Collected data entries:
*-*-*
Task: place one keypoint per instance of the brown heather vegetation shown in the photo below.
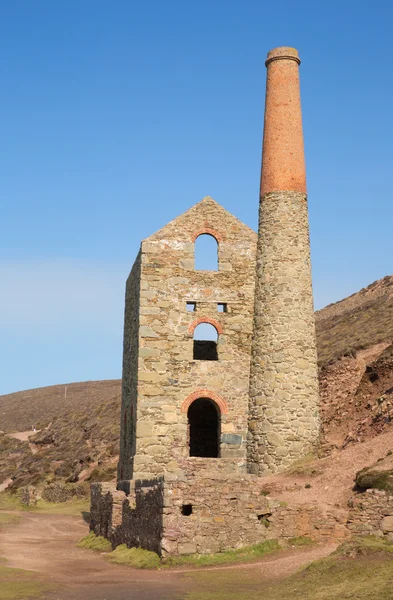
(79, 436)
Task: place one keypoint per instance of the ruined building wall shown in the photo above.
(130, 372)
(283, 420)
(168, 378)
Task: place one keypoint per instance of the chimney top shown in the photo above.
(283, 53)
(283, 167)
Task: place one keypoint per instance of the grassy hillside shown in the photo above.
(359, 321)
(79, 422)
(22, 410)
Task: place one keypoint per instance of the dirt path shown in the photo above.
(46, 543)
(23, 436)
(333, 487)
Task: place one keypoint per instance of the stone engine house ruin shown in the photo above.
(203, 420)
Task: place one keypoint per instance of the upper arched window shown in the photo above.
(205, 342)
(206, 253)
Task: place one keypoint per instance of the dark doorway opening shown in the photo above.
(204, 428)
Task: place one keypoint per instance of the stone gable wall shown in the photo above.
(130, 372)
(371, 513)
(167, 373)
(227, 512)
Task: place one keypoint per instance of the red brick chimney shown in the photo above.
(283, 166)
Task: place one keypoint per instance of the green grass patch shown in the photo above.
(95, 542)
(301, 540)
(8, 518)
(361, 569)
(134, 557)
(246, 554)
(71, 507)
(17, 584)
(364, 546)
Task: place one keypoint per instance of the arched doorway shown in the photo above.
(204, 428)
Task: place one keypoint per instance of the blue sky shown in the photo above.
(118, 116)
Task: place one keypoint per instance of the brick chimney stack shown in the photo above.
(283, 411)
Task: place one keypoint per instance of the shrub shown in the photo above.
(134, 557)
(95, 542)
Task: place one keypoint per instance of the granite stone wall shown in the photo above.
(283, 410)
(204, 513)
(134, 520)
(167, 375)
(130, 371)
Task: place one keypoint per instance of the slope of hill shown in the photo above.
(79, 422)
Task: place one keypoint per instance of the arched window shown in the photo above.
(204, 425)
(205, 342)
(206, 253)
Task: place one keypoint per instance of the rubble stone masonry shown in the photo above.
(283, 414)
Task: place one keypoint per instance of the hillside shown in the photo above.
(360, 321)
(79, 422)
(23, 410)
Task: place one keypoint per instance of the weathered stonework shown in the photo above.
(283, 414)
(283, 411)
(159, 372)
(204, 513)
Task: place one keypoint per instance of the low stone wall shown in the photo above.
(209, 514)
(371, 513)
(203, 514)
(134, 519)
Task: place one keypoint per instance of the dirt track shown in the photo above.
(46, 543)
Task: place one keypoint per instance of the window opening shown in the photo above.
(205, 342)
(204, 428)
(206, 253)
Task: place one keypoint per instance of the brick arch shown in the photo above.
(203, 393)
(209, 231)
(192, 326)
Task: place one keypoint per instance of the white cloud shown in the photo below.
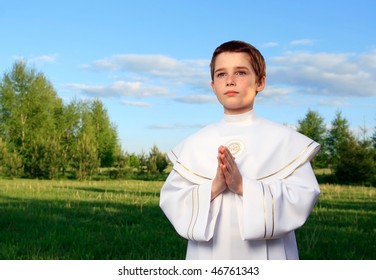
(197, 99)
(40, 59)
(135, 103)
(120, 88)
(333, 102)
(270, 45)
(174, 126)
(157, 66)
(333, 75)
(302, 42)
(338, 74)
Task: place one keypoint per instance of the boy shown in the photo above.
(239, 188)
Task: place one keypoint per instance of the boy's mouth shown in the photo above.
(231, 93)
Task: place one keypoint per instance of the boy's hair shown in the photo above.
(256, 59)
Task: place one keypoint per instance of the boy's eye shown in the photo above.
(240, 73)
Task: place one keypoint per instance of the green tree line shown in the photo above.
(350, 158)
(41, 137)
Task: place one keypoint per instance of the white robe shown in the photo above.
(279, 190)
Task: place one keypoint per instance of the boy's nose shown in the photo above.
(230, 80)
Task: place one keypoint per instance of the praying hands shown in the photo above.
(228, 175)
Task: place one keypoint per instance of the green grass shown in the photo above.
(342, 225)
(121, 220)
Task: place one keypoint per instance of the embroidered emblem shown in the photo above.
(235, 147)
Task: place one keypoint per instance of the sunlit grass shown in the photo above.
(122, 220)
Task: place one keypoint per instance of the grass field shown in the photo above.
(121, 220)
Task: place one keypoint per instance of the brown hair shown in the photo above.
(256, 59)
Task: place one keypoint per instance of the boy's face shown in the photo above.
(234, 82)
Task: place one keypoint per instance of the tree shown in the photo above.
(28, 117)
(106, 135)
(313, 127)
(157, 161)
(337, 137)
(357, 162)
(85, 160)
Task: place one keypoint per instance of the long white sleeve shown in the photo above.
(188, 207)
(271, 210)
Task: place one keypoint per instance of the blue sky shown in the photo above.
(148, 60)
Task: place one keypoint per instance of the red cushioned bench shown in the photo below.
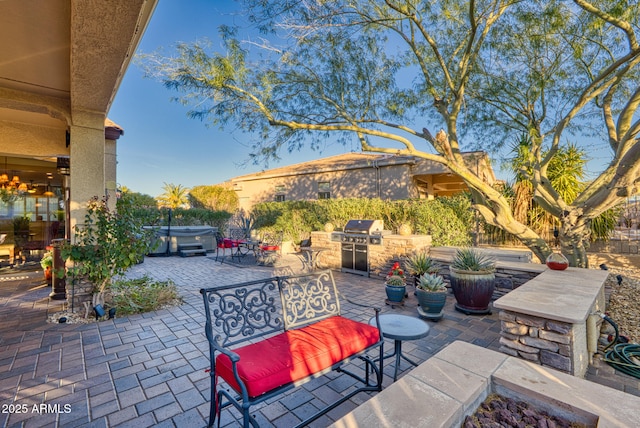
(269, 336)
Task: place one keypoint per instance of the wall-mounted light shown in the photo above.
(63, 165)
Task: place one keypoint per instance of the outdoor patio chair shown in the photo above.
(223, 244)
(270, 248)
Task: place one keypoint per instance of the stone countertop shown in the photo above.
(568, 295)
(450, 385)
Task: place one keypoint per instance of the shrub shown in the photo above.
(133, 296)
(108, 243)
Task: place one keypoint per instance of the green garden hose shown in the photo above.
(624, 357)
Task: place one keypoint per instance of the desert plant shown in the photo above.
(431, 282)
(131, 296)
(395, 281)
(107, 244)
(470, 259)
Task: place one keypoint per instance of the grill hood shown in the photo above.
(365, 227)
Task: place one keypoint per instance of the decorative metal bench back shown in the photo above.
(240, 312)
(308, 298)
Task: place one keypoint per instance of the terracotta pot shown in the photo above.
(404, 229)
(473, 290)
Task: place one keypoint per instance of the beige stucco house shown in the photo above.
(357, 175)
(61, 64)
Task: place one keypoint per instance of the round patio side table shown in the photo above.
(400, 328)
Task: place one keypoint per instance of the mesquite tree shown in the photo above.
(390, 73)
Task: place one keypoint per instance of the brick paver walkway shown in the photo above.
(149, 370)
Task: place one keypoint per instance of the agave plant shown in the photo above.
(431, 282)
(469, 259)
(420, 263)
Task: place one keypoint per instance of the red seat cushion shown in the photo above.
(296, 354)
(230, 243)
*-*-*
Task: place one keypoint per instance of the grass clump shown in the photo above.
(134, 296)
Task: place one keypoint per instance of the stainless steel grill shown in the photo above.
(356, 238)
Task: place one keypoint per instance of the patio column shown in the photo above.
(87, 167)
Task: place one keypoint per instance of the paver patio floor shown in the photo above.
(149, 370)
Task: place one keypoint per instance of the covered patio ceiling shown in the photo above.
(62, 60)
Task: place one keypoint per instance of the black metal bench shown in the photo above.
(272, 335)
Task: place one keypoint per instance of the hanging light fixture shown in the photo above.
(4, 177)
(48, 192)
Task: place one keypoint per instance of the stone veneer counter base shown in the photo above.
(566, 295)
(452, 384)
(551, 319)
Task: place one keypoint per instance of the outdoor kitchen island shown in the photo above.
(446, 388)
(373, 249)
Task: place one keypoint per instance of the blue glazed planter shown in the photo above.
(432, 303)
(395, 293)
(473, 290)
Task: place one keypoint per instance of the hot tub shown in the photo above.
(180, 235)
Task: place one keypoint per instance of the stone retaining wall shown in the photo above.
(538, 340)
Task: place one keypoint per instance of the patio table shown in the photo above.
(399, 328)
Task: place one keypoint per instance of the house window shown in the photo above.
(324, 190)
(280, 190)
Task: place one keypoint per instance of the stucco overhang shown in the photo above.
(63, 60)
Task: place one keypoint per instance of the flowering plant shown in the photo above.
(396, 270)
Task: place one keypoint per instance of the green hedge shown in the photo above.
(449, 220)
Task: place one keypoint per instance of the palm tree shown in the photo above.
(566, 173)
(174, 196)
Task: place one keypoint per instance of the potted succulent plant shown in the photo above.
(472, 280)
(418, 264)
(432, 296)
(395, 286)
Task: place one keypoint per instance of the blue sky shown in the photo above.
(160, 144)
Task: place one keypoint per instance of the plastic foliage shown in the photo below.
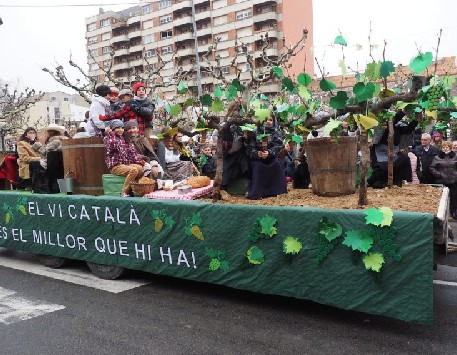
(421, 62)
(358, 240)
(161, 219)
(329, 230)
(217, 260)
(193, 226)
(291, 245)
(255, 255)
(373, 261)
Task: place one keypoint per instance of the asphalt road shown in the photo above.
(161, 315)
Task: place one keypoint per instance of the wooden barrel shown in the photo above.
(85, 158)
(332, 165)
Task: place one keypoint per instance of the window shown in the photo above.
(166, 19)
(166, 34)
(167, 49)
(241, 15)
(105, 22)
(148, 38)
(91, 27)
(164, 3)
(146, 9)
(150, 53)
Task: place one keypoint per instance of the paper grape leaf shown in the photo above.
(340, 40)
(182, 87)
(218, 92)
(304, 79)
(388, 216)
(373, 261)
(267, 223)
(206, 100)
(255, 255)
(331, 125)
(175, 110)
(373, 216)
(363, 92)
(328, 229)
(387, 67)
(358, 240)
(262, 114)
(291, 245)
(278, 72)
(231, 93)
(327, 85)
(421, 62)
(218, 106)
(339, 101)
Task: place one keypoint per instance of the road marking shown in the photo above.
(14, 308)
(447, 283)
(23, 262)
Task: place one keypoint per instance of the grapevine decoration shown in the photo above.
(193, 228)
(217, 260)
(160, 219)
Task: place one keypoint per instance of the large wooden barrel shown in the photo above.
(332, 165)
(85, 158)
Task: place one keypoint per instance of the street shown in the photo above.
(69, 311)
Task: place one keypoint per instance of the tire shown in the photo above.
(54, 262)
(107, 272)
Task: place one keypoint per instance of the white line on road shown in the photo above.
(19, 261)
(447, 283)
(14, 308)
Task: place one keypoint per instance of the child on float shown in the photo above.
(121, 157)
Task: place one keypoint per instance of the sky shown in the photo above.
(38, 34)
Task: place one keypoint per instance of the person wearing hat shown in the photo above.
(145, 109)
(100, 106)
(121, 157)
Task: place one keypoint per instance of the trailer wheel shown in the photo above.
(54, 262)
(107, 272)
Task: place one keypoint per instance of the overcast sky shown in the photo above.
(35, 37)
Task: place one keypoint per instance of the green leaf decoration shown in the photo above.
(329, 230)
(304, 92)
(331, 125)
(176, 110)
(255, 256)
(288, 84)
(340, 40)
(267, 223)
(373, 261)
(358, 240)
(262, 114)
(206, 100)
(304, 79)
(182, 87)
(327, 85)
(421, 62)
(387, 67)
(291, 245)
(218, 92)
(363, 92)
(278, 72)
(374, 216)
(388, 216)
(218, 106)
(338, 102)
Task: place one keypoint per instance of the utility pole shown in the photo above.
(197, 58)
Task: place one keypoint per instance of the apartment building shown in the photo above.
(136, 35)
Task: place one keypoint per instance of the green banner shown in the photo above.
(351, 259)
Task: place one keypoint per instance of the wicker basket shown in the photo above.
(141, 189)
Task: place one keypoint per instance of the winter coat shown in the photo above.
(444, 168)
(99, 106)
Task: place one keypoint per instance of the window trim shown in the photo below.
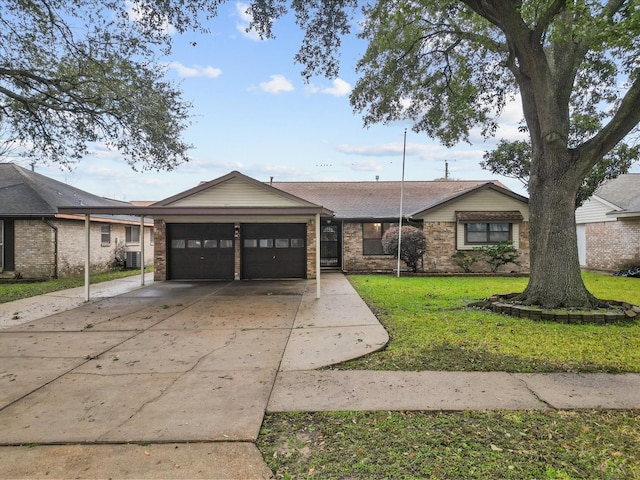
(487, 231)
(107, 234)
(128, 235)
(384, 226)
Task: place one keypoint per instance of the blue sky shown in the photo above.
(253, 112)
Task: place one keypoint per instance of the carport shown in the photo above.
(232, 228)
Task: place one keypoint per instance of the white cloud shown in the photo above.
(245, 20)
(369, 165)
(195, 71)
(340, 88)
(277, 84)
*-*-*
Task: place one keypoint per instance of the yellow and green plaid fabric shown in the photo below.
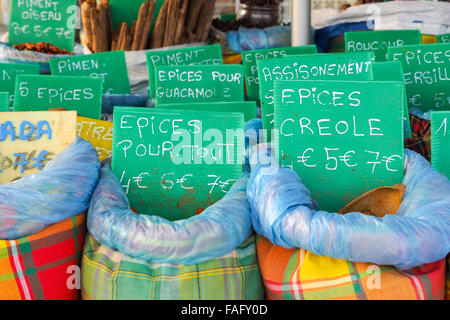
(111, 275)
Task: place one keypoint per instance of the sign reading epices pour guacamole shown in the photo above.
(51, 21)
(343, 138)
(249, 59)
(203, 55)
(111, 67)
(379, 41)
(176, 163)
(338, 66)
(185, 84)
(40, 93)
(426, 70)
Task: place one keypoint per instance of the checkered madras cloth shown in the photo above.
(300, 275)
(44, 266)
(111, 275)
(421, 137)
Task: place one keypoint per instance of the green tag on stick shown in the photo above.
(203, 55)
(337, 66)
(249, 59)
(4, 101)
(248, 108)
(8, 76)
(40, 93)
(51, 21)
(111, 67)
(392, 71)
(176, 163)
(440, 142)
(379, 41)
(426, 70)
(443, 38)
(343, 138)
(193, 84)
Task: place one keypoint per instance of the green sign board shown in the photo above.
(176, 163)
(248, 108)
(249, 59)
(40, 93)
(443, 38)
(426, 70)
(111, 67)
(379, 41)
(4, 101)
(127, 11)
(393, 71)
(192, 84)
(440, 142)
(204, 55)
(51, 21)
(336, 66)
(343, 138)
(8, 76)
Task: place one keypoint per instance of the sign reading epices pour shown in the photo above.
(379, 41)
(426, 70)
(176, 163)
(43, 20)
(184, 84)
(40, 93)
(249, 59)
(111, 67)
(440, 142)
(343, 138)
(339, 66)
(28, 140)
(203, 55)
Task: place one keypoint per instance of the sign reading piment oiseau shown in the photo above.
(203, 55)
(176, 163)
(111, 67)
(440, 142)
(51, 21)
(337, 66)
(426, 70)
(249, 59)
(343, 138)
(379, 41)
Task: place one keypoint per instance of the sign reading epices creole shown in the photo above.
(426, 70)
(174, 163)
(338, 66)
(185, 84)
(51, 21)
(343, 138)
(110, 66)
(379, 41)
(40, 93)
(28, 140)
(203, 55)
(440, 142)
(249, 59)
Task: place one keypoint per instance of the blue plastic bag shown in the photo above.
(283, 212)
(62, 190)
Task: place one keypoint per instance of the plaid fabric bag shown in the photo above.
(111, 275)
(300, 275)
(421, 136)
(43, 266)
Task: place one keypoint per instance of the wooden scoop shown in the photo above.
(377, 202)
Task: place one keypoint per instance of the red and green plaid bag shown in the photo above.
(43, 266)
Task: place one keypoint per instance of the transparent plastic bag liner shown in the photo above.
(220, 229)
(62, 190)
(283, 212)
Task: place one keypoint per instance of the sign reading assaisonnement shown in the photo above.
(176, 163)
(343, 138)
*-*-*
#### WHAT YOU SHOULD DO
Select every line in the records above that contains the string "barrel", and copy each such line. Treat case as significant when matching.

#### FINAL ANSWER
Task: place one keypoint per instance of the wooden barrel shown in the photo above.
Task: place one keypoint per instance of the large wooden barrel shown in the photo above.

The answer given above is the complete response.